**Exercises**
(1) According to the passage on Plato's religion, what joint cult did Plato advocate in place of the expected cult of Zeus?
(2) Extend the passage on Plato's religion by picking up after its final sentence.

== Document passage ==

When Plato speaks of gods, is he referring to the usual Greek gods — “gods of Olympus, gods of the city, gods of the underworld, local daemons and heroes”?10 Or did Plato have a different conception of divinity, one more akin to ours? Dodds thinks that Plato wanted the people to worship the usual Greek gods, but Plato felt that the usual gods aren’t the true gods, “the cult of such gods has no rational basis, either empirical or metaphysical.... The supreme god of Plato’s personal faith was, I take it, a very different sort of being, one whom ‘it is hard to find and impossible to describe to the masses.’”11 So Plato is basing his state on gods, but he has only a fuzzy idea of these gods, and he thinks it’s impossible to convey this fuzzy idea to the populace.

But Plato had a solution to the problem of fuzz. Plato thought that the best approach was to worship the sun, moon, and stars. They were visible, and they could be adored by both the intellectual and the “man on the street.” But he didn’t want to completely break with tradition, so he advocated

a joint cult of Apollo and the sun-god Helios.... This joint cult — in place of the expected cult of Zeus — expresses the union of old and new, Apollo standing for the traditionalism of the masses, and Helios for the new ‘natural religion’ of the philosophers; it is Plato’s last desperate attempt to build a bridge between the intellectuals and the people, and thereby save the unity of Greek belief and of Greek culture.12

It is indeed, as Dodds says, a “desperate” attempt, and an unsuccessful attempt. A worldview should develop naturally, it can’t be manufactured; it should be the natural product of our intellectual probing and our psychological needs.

Apollo was worshipped at Delphi, and Delphi is important in Plato’s state religion. Delphi was the Vatican of Plato’s church, Delphi organized worship and sacrifice. Plato was wary of ritual and sacrifice, he was uncomfortable with bribing gods. He felt that “traveling priests” could mislead a city and undermine morality. But he couldn’t completely break with the traditions of ritual and sacrifice, so he wanted Delphi to organize things.

===
== Information supplied ==

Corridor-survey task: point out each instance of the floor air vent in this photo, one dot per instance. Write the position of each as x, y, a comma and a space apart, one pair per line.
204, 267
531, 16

===

**Task answers**
(1) A joint cult of Apollo and the sun-god Helios.

(2)
He saw in Delphi [Dodds writes] a great conservative force which could be harnessed to the task of stabilizing the Greek religious tradition and checking both the spread of materialism and the growth of aberrant tendencies within the tradition itself. Hence his insistence, both in the Republic and in the Laws, that the authority of Delphi is to be absolute in all religious matters.13

Dodds has a special fondness for a Platonic dialogue called Protagoras. This dialogue resurrects the great age, the period preceding the catastrophe of the Peloponnesian War, the period when Athens was in the ascendant. Though Plato didn’t experience this age himself, he was raised in its after-glow, he was influenced by it. As Dodds puts it,

Plato’s life, like his thought, all but bridges the wide gulf between the death of Pericles [in 429 BC] and the acceptance of Macedonian hegemony [i.e., the conquest of Greece by King Philip of Macedon around 338 BC]. Though it is probable that all his writings belong to the fourth century, [Plato’s] personality and outlook were molded in the fifth, and his earlier dialogues are still bathed in the remembered light of a vanished social world. The best example is to my mind the Protagoras, whose action is set in the golden years before the Great War; in its optimism, its genial worldliness, its frank utilitarianism, and its Socrates who is still no more than life-size, it seems to be an essentially faithful reproduction of the past.14

What does Dodds mean by “frank utilitarianism”? He means that, in early dialogues like Protagoras, “good” means “useful, conducing to happiness.” In later dialogues, on the other hand, “good” took on a metaphysical meaning, and came to resemble the holy, the godly, True Being.

In his last dialogue, Laws, Plato returns to this early utilitarianism. In Laws, Plato is trying to mold the populace, and he thinks that the populace will respond to utility. They will be honest if Plato can convince them that “honesty is the best policy,” honesty will bring them happiness. Dodds says,

The common man wants to be happy; but Plato, who is legislating for him, wants him to be good. Plato therefore labors to persuade him that goodness and happiness go together. That this is true, Plato happens to believe; but did he not believe it, he would still pretend it true, as being “the most salutary lie that was ever told.”15

For the average person, “an intelligent hedonism provides the best practicable guide to a satisfactory life.” Pure hedonism might say, “If you feel like smoking, smoke.” But intelligent hedonism, the hedonism of Socrates and Plato, would say, “If you feel like smoking, remind yourself that it will bring you suffering in the future. Add up the pains and pleasures, before you decide whether to smoke. Don’t just think about the immediate present, take a long-term perspective.”

Socrates taught that virtue is knowledge, that people don’t knowingly choose evil, that we should be guided by reason, and that an unexamined life is not worth living. Just as a good carpenter or a good farmer needs knowledge, so too a good person needs knowledge. But Plato eventually decided that the average person can’t live by reason alone, he must be molded by “edifying myths and bracing ethical slogans.”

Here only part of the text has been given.